What is required: Locate every line in the listing below that contains the word "ceiling", and copy each of those lines.

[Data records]

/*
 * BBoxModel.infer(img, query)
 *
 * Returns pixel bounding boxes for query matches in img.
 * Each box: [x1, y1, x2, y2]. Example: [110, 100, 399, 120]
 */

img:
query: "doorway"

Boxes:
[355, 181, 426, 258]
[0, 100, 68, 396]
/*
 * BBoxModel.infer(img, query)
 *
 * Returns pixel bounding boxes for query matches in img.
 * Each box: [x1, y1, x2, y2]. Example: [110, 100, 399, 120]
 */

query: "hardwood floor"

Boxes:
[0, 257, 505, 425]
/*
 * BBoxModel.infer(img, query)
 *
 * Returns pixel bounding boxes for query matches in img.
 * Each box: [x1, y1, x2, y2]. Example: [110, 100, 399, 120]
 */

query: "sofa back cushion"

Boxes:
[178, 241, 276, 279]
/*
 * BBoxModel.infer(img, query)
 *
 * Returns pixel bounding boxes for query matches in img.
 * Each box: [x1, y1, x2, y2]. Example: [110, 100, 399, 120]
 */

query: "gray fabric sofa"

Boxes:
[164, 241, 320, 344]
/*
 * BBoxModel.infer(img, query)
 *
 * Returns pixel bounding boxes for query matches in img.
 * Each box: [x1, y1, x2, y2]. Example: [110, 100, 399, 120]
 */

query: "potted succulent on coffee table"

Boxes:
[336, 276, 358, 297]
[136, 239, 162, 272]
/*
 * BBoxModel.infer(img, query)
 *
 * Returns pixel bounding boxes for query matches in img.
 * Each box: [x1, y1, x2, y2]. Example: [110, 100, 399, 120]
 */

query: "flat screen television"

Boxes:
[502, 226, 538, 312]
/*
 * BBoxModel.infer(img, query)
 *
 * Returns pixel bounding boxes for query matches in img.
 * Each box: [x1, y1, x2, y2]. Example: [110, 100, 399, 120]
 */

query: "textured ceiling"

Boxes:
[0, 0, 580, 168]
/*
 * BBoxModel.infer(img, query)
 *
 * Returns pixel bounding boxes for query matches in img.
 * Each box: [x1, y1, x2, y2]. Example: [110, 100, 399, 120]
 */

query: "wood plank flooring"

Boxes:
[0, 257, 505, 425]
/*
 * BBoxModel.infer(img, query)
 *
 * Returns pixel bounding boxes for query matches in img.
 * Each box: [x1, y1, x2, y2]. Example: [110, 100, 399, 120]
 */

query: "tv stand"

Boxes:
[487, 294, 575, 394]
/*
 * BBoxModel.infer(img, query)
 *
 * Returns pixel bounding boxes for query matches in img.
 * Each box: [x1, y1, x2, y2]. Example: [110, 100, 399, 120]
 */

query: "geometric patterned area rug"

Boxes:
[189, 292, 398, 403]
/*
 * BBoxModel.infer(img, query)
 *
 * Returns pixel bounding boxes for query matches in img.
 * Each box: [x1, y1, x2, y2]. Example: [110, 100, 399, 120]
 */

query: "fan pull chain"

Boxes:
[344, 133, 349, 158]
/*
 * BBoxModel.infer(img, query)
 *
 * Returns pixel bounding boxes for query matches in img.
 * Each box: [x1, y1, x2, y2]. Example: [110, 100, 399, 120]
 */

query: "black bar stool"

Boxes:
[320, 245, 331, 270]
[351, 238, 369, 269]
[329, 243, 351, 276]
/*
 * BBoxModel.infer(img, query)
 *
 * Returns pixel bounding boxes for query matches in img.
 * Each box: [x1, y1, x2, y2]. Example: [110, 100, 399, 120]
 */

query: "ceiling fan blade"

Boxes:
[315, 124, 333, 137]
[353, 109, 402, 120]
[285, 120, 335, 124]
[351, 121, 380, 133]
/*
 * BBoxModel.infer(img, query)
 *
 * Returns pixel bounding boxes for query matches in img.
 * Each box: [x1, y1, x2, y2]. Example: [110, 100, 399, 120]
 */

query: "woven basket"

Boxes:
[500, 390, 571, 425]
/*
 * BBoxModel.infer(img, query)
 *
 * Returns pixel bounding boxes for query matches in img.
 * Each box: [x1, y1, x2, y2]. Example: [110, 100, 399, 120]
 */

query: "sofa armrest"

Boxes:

Exercise solution:
query: "textured ceiling"
query: "ceiling fan blade"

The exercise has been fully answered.